### DOCUMENT
— BEGIN —
Three-Dimensional Modeling of Interfacial Tension with Smoothed Particle Hydrodynamics by Using Pairwise Potential

Abstract

A new pairwise potential was introduced into the three-dimensional SPH simulation program and the dynamic behavior of small droplets on a solid substrate was calculated. The simulation could reproduce the experimental observations for an aluminum droplet on an alumina substrate as well as those of water on glass and Teflon substrates. The program was applied to an iron droplet on an aluminum substrate, and the droplet’s dynamic behavior was estimated.

1. Introduction

Direct observation of the metallurgical reactions occurring in a steelmaking process is quite difficult because of the extremely high-temperature environment and invisible nature of the materials. Therefore, it is necessary to reproduce and predict the behavior of molten steel and slag by using computer simulations for the development of sophisticated steelmaking processes. The modeling of interfacial tensions is highly important in the estimation of slag and metal deformations. Particle methods are promising simulation models because they can treat large deformations in fluids without the problem of grid tangling. The most popular particle methods used in the metallurgical field are the moving particle semi-implicit (MPS) and smoothed particle hydrodynamics (SPH) methods. Because the former was developed for incompressible fluids, an implicit algorithm is used in the pressure calculation to satisfy the incompressibility.¹⁾ On the other hand, the latter method was developed for compressible fluids, and an explicit algorithm is used, where the incompressibility is approximated using the special equation of state.^2,3) The calculation speed in SPH is usually much faster than that in MPS because of the algorithms employed. Because the number of particles increases dramatically in three-dimensional simulations, the SPH method has the advantage of reduced calculation costs.

In this study, a new pairwise potential was introduced into the SPH method, and a three-dimensional simulation model was developed. The model was compared with experimental observations of a water droplet and an aluminum droplet on solid substrates. The model was applied to an iron droplet on an alumina substrate, and its dynamic behavior was calculated.

2. Simulation Model

2.1. SPH Method^2,3)

When a particle (calculation point) is located in space at a position x, the physical properties of the particle f(x) such as a velocity and a pressure can be described by Eq. (1), where Ω is an integral region, and W is a kernel function.   

$$f\left(x\right)={\int }_{\mathrm{\Omega }}f\left(x^{\prime }\right)W\left(x-x^{\prime },h\right)d{x}^{\prime }$$(1)

If the physical properties of a particle are distributed continuously in a sphere of radius h around the particle, the distribution can be described by the kernel function W(r, h) defined in Eq. (2), where r is the distance between particles, and h is the effective radius of the kernel function.   

$$W\left(r,h\right)=\omega \left(\frac{5}{\pi h^2}\right)\left(1+3\frac{r}{h}\right){\left(1-\frac{r}{h}\right)}^3$$(2)

Equation (1) can be discretized to the summation form expressed in Eq. (3), where n is the number of particles within the effective radius, x_i is the position of the i-th particle and m_i and ρ_i are its mass and density.   

$$f\left(x\right)={\sum }_{i=1}^n\frac{m_i}{{\rho }_i}f\left(x-x_i\right)W\left(x-x_i,h\right)$$(3)
— END —
### ENTRIES SHOWN
— BEGIN —
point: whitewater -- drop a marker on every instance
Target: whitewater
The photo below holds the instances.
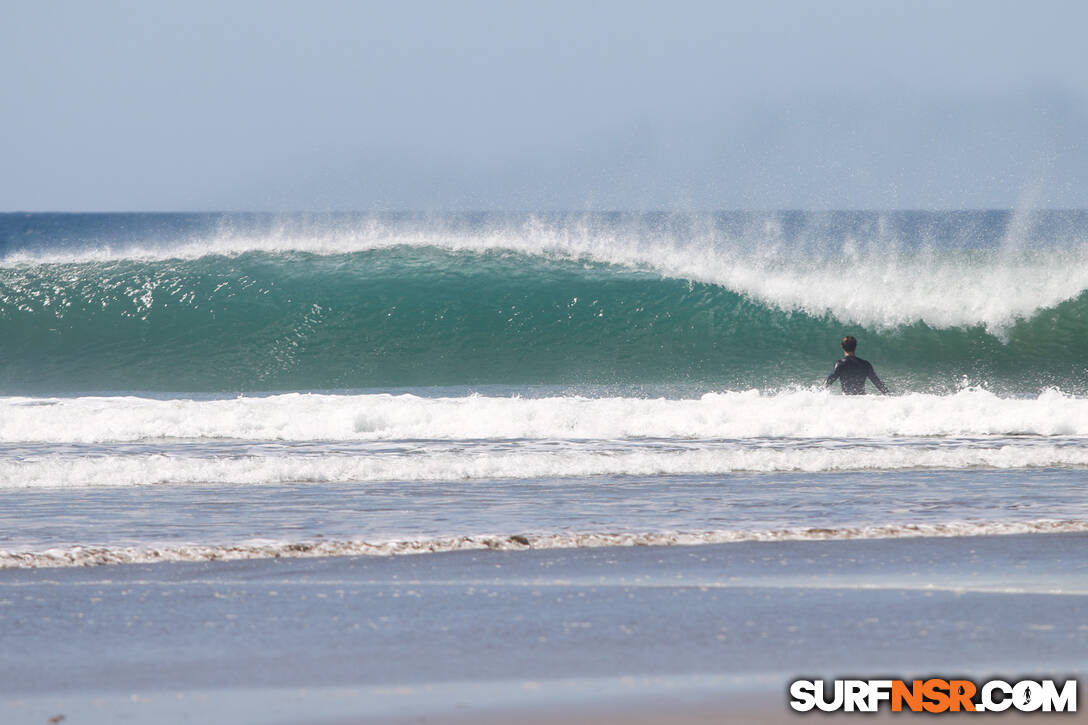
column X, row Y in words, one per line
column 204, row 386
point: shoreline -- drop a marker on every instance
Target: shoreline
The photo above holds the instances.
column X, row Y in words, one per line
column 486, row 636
— END —
— BEGIN —
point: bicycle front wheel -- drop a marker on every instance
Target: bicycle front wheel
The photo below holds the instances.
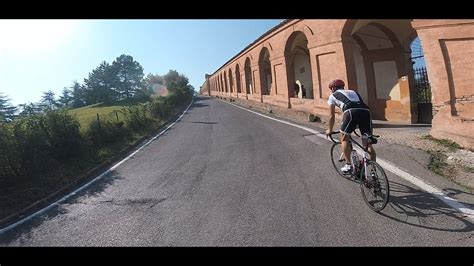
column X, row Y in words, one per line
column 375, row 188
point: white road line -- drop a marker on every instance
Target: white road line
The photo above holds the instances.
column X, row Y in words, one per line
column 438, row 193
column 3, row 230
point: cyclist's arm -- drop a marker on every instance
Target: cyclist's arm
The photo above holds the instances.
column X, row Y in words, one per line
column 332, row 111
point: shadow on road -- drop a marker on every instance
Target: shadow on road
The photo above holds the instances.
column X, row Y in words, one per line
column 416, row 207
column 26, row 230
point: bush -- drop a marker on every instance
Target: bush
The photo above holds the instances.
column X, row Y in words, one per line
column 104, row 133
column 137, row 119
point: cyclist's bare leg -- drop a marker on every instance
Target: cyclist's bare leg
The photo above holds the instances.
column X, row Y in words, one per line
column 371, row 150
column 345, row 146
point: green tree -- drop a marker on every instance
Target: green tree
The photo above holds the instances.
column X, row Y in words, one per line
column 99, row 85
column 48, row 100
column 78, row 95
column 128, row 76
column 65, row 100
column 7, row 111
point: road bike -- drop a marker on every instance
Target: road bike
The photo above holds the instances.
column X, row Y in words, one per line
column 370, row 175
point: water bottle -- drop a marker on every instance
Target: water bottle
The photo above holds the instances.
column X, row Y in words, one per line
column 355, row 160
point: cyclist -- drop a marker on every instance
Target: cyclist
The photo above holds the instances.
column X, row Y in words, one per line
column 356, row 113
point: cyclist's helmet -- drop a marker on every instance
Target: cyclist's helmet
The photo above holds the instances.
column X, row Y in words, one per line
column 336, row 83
— END —
### DIRECTION
Continue the paper on modeling interfacial tension with SPH, starting right after the last line shown. The entries are separate material, unrelated to the interfacial tension paper.

### EXERCISE RESPONSE
The governing equation is the Navier–Stokes equation, where ν is the velocity, ρ is the density, P is the pressure, μ is the viscosity, and F is an external force. The gravity and interfacial force are included in F.   

$$\frac{Dv}{Dt}=-\frac{1}{\rho }\nabla P+ \frac{\mu }{\rho }\mathrm{\Delta }v+F$$(4)

Since the space derivatives of a physical property can be expressed by using those of the kernel function, Eq. (4) was discretized in terms of Eqs. (2) and (3) for the numerical calculation.

2.2. New Interfacial Tension Model

Tarakovsky et al.⁴⁾ introduced the interparticle potential into the SPH method and reported that the wettability was described reasonably well for a water droplet. They developed a two-dimensional model and proposed the interparticle potential force F, which is repulsive at short distances and attractive at long distances. The force F is given by Eq. (5), where S is the strength coefficient of the force acting between particles.   

$$F=\{\begin{array}{c}S\cdot cos\left(\frac{1.5\pi r}{3h}\right)\hspace{1em}\hspace{1em}\left(r\le h\right)\\ 0\hspace{1em}\hspace{1em}\hspace{1em}\hspace{1em}\hspace{1em}\hspace{1em}\hspace{1em}\hspace{1em}\left(r>h\right)\end{array}$$(5)

However, the theoretical relation between the strength coefficient S and the interfacial tension was not described.

Hongo et al.⁵⁾ proposed a different model for SPH simulation. The interfacial tension Γ was expressed by the surface tensions of both phases, as shown in Eq. (6), where Γ_A is the surface tension of phase A, Γ_B is that of phase B, and α is an adjustable parameter that has a poorly understood physical meaning.   

$$\mathrm{\Gamma }=\alpha {\mathrm{\Gamma }}_A+\left(1-\alpha \right){\mathrm{\Gamma }}_B\hspace{1em}\left(0\le \alpha \le 1\right)$$(6)

Kondo et al.⁶⁾ proposed the pairwise potential given by Eq. (7) and applied it to a two-dimensional simulation using the MPS method, where C is a coefficient, r_min is the initial nearest-particle distance, and r_s is the effective radius of the potential.   

$$P\left(r<r_s\right)=\frac{1}{3}C\left(r-\frac{3}{2}{r}_{min}+\frac{1}{2}{r}_s\right){\left(r-r_s\right)}^2$$(7)

The interparticle force F is obtained as the first derivative of the potential P by r, which is repulsive at short distances and attractive at long distances.   

$$F\left(r<r_s\right)=C\left(r-r_{min}\right)\left(r-r_s\right)$$(8)

The relation between the interparticle force and the interfacial energy was theoretically derived, and the coefficient C can be calculated from the surface tensions and equilibrium contact angle. Natsui et al.⁷⁾ developed Kondo’s method and applied it to a three-dimensional simulator using the MPS method. They compared the simulation results with experiments on the dynamic behavior of a water droplet and reported good agreement.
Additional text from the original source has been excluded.